Start of GIVEN INFORMATION

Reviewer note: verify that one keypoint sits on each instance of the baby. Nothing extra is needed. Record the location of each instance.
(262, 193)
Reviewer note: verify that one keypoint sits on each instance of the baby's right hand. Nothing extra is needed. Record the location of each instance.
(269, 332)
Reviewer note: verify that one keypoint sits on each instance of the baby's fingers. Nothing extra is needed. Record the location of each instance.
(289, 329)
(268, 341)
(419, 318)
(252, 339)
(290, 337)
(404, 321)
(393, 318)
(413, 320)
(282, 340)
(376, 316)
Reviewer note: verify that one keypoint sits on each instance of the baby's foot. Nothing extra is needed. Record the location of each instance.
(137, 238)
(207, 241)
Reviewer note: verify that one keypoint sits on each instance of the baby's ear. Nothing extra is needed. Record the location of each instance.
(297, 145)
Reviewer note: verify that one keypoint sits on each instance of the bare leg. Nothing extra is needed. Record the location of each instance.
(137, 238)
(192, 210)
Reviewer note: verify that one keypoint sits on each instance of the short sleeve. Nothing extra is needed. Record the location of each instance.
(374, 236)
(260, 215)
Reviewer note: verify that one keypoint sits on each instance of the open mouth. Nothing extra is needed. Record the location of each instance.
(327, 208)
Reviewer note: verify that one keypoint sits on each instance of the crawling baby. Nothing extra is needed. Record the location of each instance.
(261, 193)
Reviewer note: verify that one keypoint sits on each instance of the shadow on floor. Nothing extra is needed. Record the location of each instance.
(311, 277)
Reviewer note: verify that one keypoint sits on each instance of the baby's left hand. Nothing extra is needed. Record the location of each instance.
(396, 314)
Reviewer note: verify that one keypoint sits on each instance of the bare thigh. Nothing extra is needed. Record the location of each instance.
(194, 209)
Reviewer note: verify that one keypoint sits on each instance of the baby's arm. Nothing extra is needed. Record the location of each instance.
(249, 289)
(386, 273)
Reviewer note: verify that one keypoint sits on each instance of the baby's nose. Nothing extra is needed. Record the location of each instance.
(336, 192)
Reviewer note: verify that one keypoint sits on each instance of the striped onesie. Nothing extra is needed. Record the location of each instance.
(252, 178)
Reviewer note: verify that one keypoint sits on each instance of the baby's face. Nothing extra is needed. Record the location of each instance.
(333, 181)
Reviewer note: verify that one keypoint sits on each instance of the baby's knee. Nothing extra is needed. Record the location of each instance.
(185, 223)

End of GIVEN INFORMATION

_ABOUT THIS EXERCISE_. Each line above must be printed exactly as it appears.

_RESPONSE TO THIS TASK_.
Reviewer note: verify that one keypoint sits on each instance of the baby. Nothing extra is needed. Record the location of each instance.
(262, 193)
Reviewer note: verify that one keypoint sits on each instance of the baby's right hand. Nothing extra is needed. Record the location of each instance.
(269, 332)
Reviewer note: verify that one keypoint sits on each instance of the baby's fingers. Nothing extra is needed. Record the location of each instance.
(289, 329)
(268, 341)
(419, 318)
(252, 339)
(290, 337)
(404, 321)
(393, 318)
(413, 320)
(282, 340)
(376, 316)
Reviewer note: verify that one keypoint sits on each instance of the baby's foot. Nothing extra is needed. Record the location of each instance.
(137, 238)
(207, 241)
Reviewer note: verify that one keypoint sits on each instance of the baby's ear. Nothing extra is needed. Record the location of each instance.
(297, 145)
Reviewer note: verify that one keypoint sits on each instance of the bare leg. Nothing extra is needed. Record the location of each instance.
(137, 238)
(192, 210)
Reviewer note: verify that one keypoint sits on each instance of the short sleeve. Nothing extra is needed. Record the location of each instance.
(374, 236)
(260, 215)
Reviewer note: verify that one keypoint sits on each instance of the open mouth. Nothing extra is needed. Record the location of each instance.
(327, 208)
Reviewer note: verify that one keypoint sits on each instance of the crawling baby. Nothing extra is needed. Record the location of each instance.
(261, 193)
Reviewer note: verify that one keypoint sits on each instance of the shadow on floor. Nothing extra is needed. Record the location of each instance.
(311, 277)
Reviewer note: verify that one keypoint sits on each instance of the baby's left hand. Nothing extra is needed. Record the location of each instance.
(396, 314)
Reviewer note: verify that one keypoint sits on each instance of the bare thigh. Nothing extra is needed. Record the location of each instance.
(194, 209)
Reviewer note: verify that one keypoint sits on each instance of the baby's arm. Nothing extra is needed. Record the location of each instance.
(249, 289)
(386, 273)
Reviewer note: verify that one keypoint sits on each instance of the baby's nose. Nothing extra is needed. Record the location of each instance.
(336, 192)
Reviewer note: verify that one keypoint sits on each instance of the striped onesie. Nothing extra is needed. Record the location of each instance.
(252, 178)
Reviewer note: verify that one keypoint sits on each instance of the baby's face. Nothing extra is needed. Record the location of each instance.
(333, 181)
Reviewer note: verify that one keypoint sits on each instance of the baby's knee. Nothing extra is needed. Record the location of each instance.
(185, 223)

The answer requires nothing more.